**** Article ****
A l’heure où la rigidité (relative) de notre droit est à nouveau mise en avant, l’occasion nous est donnée de rappeler qu’il existe aussi en matière de corporate gouvernance des espaces de liberté et de créativité propres à faire vivre pleinement la personnalité de chaque organe de direction et, à travers lui, de chaque entreprise. L’administrateur référent en est un exemple.

Nées outre-Atlantique d’une volonté d’instaurer au sein du conseil de direction un contre-pouvoir au président directeur général, les fonctions d’administrateur référent ne relèvent à ce jour d’aucune disposition véritablement spécifique du droit français des sociétés. Si l’autorégulation s’est saisie de ce sujet de droit à l’initiative de l’AMF, le code AFEP-MEDEF révisé ne suggère toutefois que deux mesures d’encadrement relatives à la transparence des attributions et à la fixation de la rémunération de cet administrateur un peu particulier.

L’évolution logique est tout autant que bienvenue. A la suite de l’incitation à l’entrée plus nombreuse d’administrateurs indépendants, l’émergence au sein du conseil d’un pôle d’indépendants, impliqués moins dans les affaires courantes et l’opérationnel que dans la prévention des conflits d’intérêts et l’amélioration du fonctionnement du conseil, appelle à mieux organiser la représentation de ces administrateurs au sein de l’organe collégial. Une deuxième raison au moins incite à recourir à cette fonction : loin de constituer un élément de communication institutionnelle, elle témoigne dans les groupes internationaux de la volonté de se doter d’un fonctionnement aux meilleurs standards de place, moins sujet aux conflits d’intérêts dont la belle vieille Europe est parfois le lit.
****
:: Consigne ::
En une à trois phrases, expliquez la deuxième raison que donne l'article pour recourir à la fonction d'administrateur référent.
**** Données fournies ****
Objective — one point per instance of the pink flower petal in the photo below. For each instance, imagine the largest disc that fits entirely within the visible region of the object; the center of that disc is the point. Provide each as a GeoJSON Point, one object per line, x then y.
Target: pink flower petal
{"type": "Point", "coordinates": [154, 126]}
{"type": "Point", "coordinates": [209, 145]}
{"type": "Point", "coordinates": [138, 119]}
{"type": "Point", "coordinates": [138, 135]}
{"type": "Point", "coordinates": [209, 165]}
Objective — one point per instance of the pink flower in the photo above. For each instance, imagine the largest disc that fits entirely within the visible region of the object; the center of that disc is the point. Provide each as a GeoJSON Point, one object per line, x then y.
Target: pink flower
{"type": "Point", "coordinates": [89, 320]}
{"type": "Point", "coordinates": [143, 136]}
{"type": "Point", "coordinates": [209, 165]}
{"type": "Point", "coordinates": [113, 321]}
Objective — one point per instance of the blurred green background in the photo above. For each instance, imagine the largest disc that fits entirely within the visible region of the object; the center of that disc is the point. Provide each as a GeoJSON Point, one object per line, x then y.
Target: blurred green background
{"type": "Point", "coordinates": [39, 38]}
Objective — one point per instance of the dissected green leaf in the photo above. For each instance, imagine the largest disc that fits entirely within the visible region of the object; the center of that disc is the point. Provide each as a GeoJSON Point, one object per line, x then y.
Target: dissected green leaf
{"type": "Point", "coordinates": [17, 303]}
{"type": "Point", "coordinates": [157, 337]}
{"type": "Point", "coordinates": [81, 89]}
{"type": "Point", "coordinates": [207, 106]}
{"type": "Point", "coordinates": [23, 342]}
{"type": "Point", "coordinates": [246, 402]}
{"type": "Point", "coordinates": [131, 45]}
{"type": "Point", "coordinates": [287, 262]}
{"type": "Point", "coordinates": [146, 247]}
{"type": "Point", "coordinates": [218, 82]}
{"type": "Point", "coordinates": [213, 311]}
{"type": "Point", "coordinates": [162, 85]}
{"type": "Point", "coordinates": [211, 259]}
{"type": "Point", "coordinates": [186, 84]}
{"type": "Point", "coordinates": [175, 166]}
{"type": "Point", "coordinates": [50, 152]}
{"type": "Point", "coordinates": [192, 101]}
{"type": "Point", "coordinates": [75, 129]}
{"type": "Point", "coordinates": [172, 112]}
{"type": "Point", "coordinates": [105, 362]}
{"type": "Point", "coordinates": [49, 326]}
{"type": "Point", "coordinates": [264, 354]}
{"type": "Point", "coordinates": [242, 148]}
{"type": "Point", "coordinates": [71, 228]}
****
:: Corrigé ::
Cette fonction n'est pas un simple élément de communication institutionnelle. Dans les groupes internationaux, elle témoigne de la volonté de se doter d'un fonctionnement aux meilleurs standards de place, moins sujet aux conflits d'intérêts.